Required work> For this exercise, output exactly and only the lines running from the one with "[point] every instance of the distant" through the final line of the data below, without pictures.

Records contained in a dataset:
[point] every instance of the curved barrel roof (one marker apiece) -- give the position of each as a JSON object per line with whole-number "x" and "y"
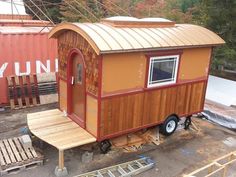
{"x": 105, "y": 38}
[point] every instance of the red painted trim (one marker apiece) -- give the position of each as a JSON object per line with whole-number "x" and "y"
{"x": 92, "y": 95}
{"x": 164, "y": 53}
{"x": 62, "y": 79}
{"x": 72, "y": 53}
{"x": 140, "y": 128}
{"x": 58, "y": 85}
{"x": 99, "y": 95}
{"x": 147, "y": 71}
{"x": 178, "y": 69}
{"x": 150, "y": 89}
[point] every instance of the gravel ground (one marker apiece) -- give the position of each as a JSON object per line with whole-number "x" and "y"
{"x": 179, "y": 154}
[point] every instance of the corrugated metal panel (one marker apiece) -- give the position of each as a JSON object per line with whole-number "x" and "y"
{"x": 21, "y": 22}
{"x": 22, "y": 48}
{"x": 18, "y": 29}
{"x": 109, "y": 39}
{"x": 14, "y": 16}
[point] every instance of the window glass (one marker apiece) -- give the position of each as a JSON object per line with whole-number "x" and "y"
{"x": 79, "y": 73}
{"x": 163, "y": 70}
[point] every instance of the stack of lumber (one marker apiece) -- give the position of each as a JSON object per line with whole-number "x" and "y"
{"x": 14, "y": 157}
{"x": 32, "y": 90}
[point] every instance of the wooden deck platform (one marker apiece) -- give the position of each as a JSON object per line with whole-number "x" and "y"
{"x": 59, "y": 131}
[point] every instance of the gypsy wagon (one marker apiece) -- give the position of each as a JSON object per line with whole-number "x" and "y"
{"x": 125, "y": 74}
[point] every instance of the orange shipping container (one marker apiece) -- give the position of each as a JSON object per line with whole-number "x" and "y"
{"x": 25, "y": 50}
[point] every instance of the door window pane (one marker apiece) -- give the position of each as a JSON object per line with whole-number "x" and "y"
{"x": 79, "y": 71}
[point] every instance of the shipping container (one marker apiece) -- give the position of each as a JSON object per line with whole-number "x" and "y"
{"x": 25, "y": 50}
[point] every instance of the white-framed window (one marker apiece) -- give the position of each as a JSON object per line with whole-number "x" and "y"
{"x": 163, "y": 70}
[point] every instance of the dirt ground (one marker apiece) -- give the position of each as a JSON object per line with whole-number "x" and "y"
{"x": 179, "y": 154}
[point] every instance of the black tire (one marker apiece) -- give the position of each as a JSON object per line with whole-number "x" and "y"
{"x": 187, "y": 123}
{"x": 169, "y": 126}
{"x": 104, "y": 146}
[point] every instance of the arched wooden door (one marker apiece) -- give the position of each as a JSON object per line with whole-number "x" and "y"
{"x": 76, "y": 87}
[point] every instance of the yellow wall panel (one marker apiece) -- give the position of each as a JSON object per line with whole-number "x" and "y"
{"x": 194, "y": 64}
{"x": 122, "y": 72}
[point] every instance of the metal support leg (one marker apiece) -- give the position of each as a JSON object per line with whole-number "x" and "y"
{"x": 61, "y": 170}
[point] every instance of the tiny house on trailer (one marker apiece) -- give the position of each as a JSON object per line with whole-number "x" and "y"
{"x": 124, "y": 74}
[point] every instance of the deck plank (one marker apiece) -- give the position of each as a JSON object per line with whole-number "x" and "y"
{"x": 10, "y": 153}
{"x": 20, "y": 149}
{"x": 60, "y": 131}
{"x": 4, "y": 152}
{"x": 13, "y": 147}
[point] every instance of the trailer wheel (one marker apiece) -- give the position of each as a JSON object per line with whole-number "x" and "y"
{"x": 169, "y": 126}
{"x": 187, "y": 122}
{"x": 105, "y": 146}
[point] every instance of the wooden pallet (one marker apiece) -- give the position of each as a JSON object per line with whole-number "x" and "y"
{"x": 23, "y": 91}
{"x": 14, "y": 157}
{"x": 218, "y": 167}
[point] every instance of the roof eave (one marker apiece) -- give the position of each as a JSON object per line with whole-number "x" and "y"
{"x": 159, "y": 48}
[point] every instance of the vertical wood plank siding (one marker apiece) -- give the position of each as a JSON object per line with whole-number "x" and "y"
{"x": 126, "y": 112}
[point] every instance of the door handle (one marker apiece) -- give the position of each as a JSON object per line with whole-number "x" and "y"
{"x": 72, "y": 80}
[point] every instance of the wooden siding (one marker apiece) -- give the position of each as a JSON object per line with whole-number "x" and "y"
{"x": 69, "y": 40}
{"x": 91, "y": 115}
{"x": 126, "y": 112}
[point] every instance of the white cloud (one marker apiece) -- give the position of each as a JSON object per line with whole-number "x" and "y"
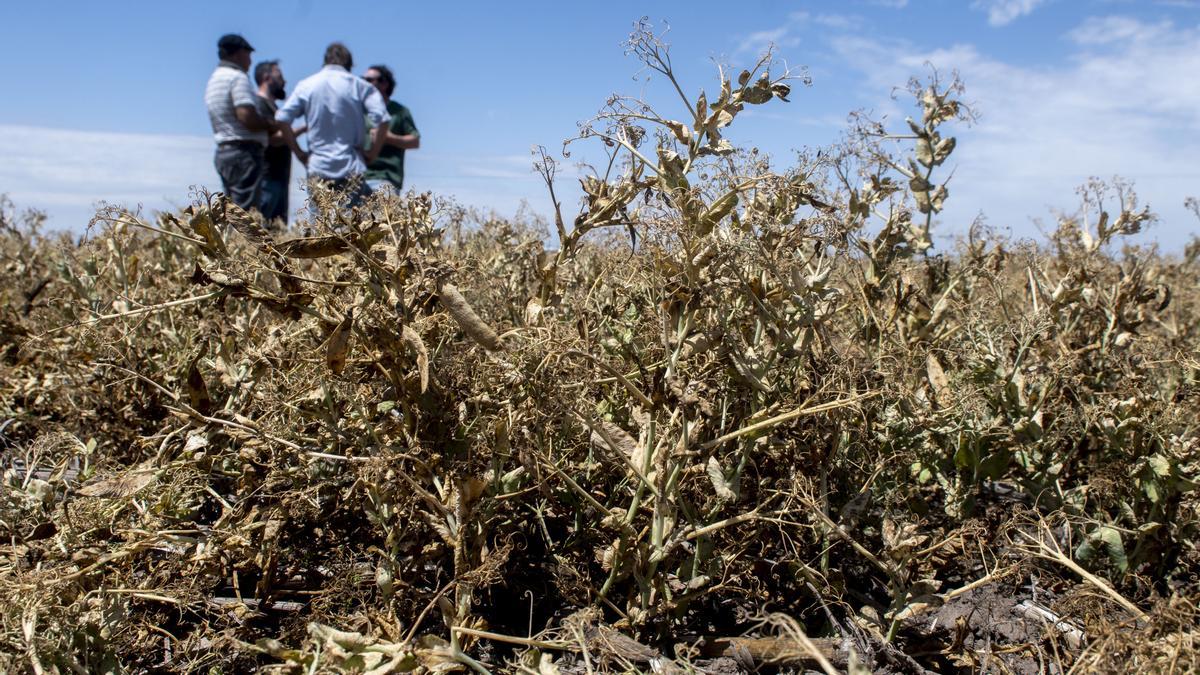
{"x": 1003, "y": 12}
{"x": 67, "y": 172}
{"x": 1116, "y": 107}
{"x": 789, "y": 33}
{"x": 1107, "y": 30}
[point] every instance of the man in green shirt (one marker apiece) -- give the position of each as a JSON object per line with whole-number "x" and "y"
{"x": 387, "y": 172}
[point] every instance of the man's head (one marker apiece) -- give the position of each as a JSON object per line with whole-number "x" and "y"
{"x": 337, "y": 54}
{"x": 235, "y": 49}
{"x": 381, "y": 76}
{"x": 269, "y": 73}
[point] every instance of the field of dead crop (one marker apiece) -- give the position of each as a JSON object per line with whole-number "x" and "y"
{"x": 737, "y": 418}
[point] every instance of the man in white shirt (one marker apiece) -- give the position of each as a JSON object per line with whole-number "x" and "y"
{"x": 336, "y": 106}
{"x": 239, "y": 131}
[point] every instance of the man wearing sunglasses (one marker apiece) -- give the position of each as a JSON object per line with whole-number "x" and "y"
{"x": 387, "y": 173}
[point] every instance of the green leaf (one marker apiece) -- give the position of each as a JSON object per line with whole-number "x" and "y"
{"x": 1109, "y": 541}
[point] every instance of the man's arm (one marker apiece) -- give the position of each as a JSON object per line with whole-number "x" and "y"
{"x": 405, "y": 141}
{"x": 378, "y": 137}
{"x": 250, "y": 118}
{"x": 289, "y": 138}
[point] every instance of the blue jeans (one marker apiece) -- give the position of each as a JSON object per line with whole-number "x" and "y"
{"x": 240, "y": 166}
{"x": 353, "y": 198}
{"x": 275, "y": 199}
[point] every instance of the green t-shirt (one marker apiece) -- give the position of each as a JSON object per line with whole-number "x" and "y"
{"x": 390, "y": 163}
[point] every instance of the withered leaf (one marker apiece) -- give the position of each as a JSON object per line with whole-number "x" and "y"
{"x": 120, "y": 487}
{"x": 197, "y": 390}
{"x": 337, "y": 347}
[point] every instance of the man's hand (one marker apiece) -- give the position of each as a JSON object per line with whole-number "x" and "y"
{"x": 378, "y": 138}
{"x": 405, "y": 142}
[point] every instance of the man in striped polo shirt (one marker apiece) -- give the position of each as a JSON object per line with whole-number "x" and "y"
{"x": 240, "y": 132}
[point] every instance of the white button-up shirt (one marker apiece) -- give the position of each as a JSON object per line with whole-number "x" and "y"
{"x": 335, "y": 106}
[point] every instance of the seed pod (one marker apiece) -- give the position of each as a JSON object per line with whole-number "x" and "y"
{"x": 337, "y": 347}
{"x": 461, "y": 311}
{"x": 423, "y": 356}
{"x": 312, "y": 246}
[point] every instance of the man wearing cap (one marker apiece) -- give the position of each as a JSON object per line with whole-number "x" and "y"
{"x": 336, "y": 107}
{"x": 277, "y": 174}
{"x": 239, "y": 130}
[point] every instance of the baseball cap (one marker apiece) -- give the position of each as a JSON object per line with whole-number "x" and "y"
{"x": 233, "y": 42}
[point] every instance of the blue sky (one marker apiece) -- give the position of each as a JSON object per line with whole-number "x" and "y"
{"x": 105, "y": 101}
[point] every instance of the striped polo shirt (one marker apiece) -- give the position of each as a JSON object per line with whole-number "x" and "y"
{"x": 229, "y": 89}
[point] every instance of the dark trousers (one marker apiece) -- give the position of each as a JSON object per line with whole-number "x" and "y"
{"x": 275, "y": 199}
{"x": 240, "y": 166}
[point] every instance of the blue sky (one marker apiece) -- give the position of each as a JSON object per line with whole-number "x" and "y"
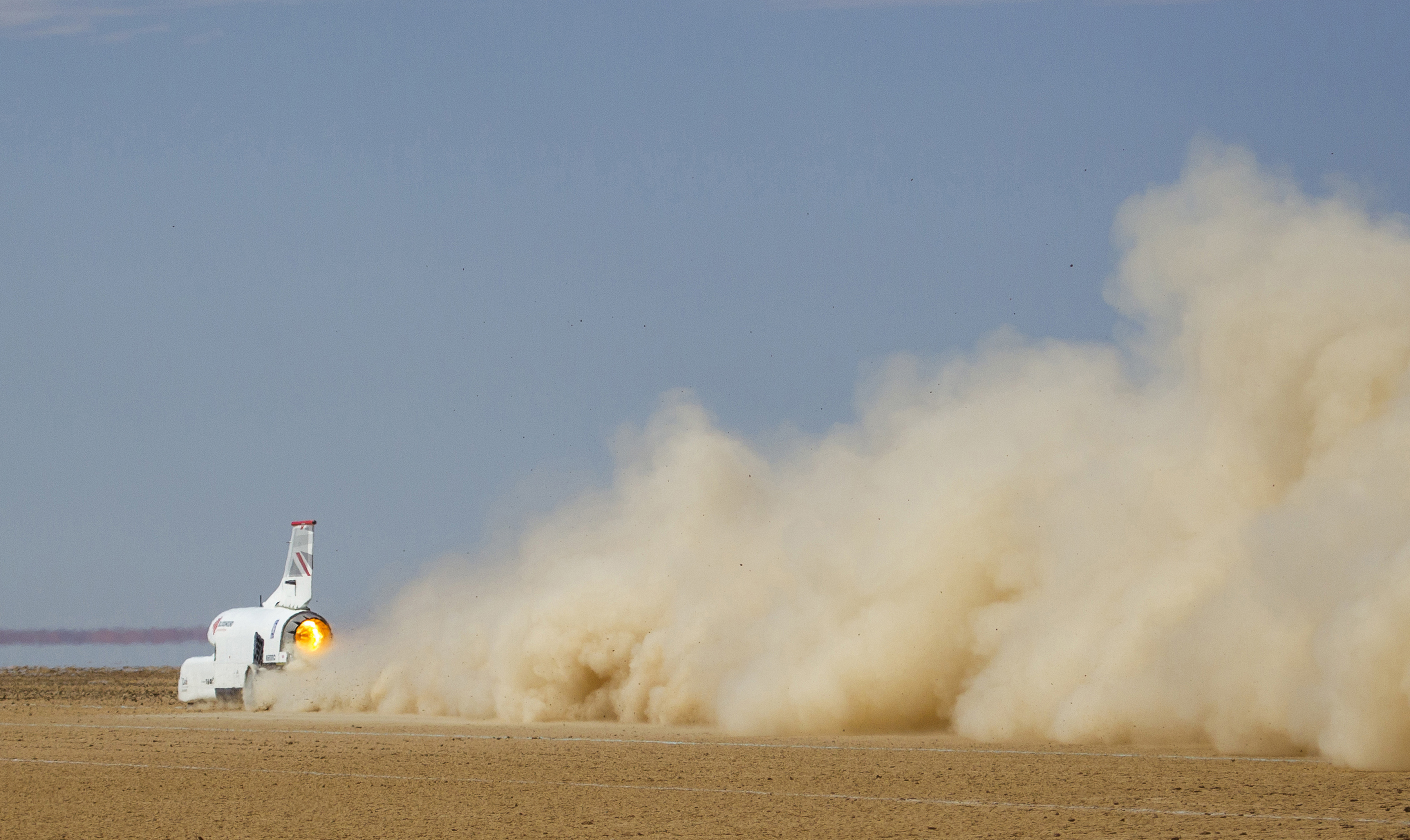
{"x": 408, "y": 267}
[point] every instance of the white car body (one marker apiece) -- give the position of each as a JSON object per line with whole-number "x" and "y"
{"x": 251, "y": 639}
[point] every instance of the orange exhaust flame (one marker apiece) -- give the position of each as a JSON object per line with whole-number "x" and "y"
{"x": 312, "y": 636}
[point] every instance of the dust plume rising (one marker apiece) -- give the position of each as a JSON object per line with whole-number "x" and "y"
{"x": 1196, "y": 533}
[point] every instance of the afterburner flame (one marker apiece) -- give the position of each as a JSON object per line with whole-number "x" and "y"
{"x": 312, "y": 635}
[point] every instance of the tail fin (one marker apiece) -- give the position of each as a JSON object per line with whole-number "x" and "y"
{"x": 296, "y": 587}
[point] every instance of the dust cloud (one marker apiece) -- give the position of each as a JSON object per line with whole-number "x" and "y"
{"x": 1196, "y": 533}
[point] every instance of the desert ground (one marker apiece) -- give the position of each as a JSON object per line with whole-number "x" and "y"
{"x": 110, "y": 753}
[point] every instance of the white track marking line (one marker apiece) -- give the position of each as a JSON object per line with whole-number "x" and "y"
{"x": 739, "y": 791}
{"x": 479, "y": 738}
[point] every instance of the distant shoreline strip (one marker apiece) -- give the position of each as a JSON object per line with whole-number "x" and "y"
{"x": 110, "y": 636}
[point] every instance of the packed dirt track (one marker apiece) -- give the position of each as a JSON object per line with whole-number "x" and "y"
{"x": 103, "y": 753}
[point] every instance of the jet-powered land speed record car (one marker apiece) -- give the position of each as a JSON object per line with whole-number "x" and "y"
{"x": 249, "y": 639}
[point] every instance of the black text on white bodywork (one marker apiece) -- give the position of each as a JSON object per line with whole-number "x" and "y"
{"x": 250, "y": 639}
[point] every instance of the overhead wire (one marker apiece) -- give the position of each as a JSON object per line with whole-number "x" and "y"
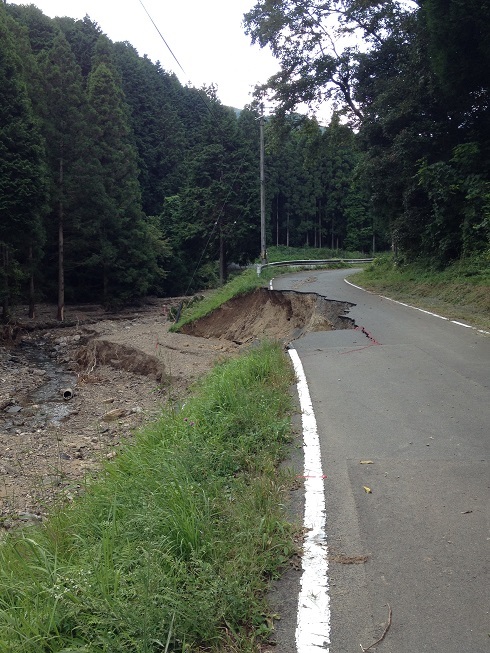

Answer to the exercise>
[point] every instance of the distant shoreline strip (one marker apiece) -- give the position of each as a JSON object per line with whole-number "x" and "y"
{"x": 110, "y": 636}
[point] every instance of the packed dirt track (one marker apiece) -- give the position of each as a JSON object per line with whole-number "x" and "y"
{"x": 103, "y": 753}
[point] every instance of the jet-powered land speed record car (one marker apiece) -- give the position of each as a JSON object per line with whole-number "x" and "y"
{"x": 249, "y": 639}
[point] every instance of the black text on white bodywork (one marker apiece) -- give the position of each as a JSON object per line with whole-number "x" and "y"
{"x": 250, "y": 639}
[point] every instance of the overhead wire (one marker apiece) -- give the position of each as a JSON object per line with whole-number "x" and "y"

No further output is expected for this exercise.